[Entries supplied]
[Start of Attachment]

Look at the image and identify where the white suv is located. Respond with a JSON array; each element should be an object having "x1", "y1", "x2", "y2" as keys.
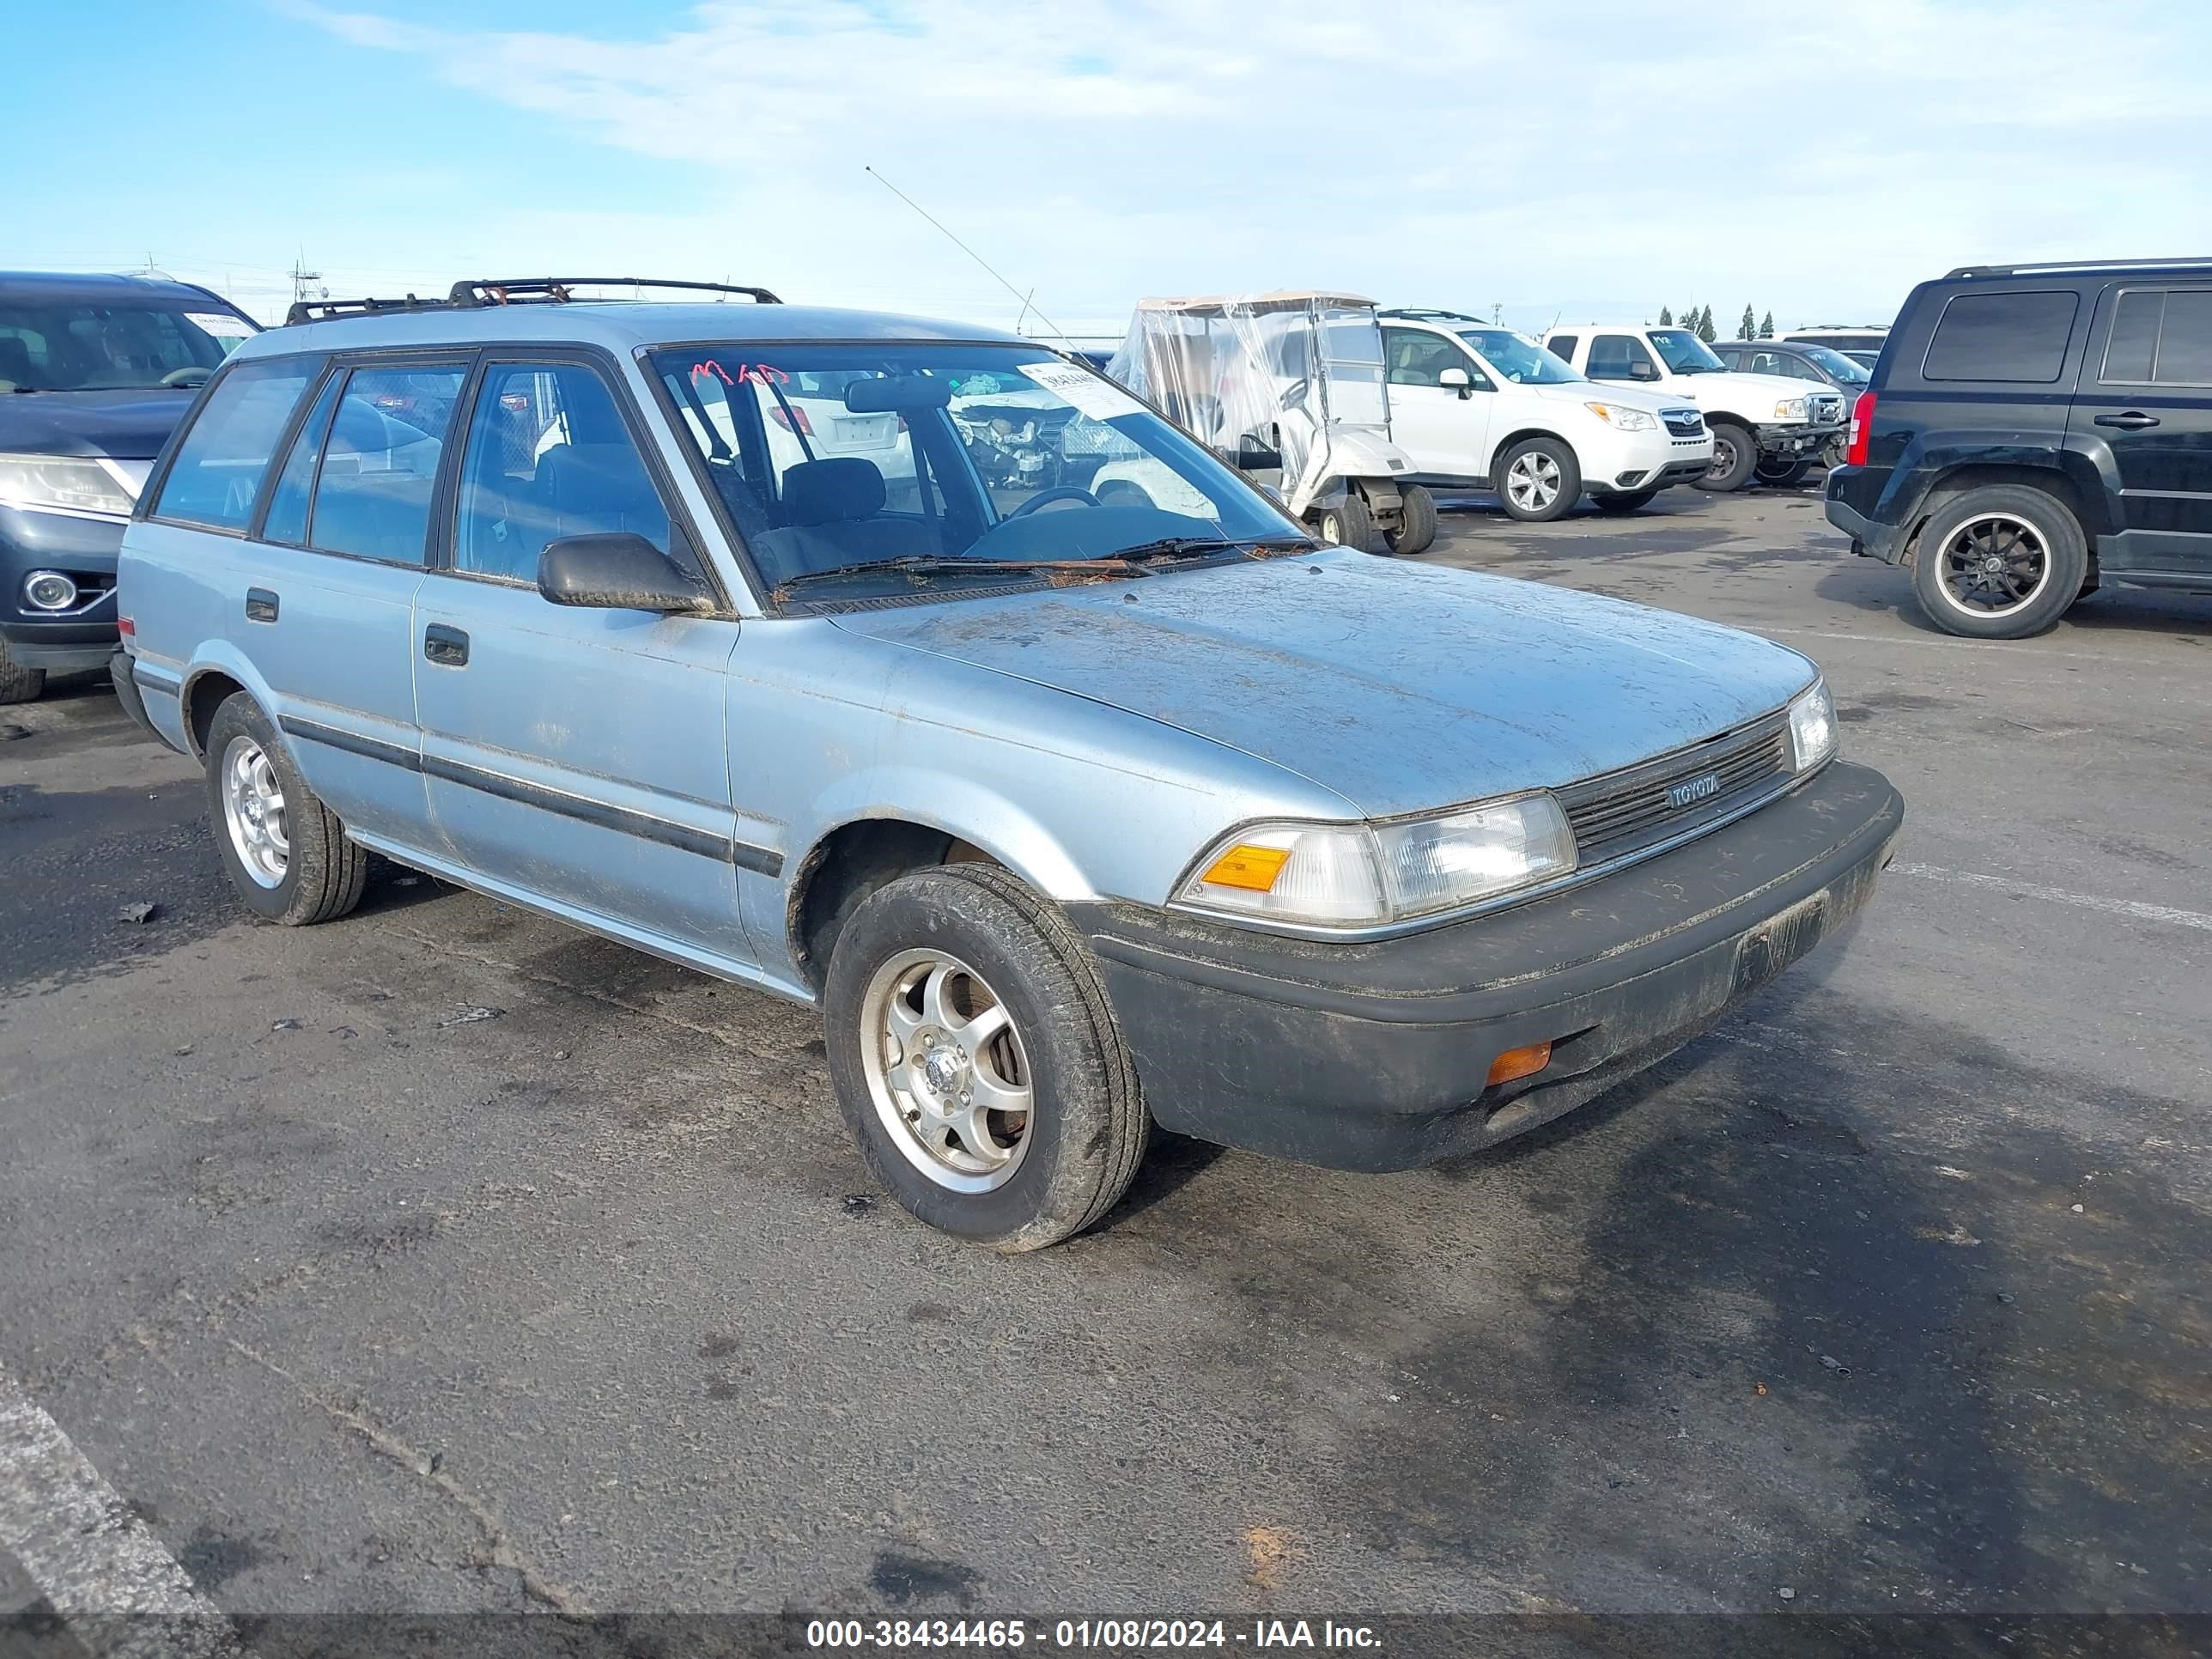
[
  {"x1": 1541, "y1": 325, "x2": 1846, "y2": 491},
  {"x1": 1376, "y1": 312, "x2": 1712, "y2": 521}
]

[End of Attachment]

[Work to be completed] The records above should be returned word for word, with every picture left out.

[Completed task]
Look at the image and identify where the white suv is located. Respond with a JSON array; each element should be an object having "x1", "y1", "x2", "y2" as keys.
[
  {"x1": 1541, "y1": 325, "x2": 1846, "y2": 491},
  {"x1": 1376, "y1": 312, "x2": 1712, "y2": 521}
]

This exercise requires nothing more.